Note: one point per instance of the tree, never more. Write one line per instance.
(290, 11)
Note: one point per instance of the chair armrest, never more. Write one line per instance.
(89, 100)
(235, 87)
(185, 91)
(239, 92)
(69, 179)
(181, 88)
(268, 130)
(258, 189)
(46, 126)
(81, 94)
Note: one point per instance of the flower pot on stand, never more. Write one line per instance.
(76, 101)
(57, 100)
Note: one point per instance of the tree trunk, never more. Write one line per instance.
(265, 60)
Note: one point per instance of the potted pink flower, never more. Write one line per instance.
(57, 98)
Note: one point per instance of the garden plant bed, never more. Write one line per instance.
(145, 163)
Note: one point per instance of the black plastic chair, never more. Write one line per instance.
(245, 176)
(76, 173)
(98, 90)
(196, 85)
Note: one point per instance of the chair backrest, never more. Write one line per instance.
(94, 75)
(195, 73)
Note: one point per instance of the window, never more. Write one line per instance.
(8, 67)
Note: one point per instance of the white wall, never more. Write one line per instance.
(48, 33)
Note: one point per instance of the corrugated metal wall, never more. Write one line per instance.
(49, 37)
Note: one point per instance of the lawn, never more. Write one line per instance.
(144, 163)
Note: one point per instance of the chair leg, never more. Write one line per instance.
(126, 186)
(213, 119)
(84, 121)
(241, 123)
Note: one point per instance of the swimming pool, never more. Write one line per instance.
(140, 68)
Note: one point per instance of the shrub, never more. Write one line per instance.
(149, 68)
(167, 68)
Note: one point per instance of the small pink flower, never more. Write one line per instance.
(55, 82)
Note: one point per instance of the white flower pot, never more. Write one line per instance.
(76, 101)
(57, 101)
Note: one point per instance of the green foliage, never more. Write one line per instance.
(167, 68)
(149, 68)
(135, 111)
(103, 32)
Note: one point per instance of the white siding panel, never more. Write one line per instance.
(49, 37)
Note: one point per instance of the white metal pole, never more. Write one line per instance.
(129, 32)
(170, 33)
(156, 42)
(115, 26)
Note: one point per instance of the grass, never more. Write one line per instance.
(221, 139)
━━━━━━━━━━
Reproduce only the records from the line holding "Note: one point per instance of the corrugated" through the end of the records, inclusive, renaming "pole" to "post" and leaving everything else unchanged.

Result below:
Note: one point per instance of the corrugated metal wall, never more. Write one line per instance.
(49, 37)
Note: one point per instance of the lawn, never more. Write one line per instance.
(144, 163)
Note: one point per instance of the chair leg, never more. Write one line per instance.
(126, 186)
(213, 119)
(84, 121)
(241, 123)
Note: one point per instance of the swimming pool, never more. Write one line per instance.
(140, 68)
Note: one point per instance of the shrub, never more. Write one line per instance.
(149, 68)
(167, 68)
Note: one point per instance of the small pink flower, never more. Write one line per instance.
(55, 82)
Note: one point per instance of the white flower pot, never more. Write one line per instance.
(76, 101)
(57, 101)
Note: one point per instance of the green foliage, never more. Write one line per instance.
(167, 68)
(149, 68)
(135, 111)
(103, 32)
Note: one point per instance of the white siding panel, never more. Write one line per instance.
(49, 37)
Note: one point per instance of the white metal post, never more. Write one line per instance.
(129, 32)
(170, 33)
(156, 42)
(115, 26)
Note: one point per instance of the grass, never more. Write one line per instance.
(221, 139)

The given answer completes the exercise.